▶ [Task directions]:
Each entry has to be printed again exactly.

====== Source data

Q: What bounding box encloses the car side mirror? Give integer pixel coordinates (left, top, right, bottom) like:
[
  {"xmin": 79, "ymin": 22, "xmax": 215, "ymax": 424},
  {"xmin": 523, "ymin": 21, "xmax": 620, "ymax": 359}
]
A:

============

▶ [Task solution]:
Q: What bounding box encloses the car side mirror? Give integer pixel coordinates (left, top, right, bottom) like:
[
  {"xmin": 79, "ymin": 22, "xmax": 215, "ymax": 424},
  {"xmin": 523, "ymin": 21, "xmax": 620, "ymax": 359}
]
A:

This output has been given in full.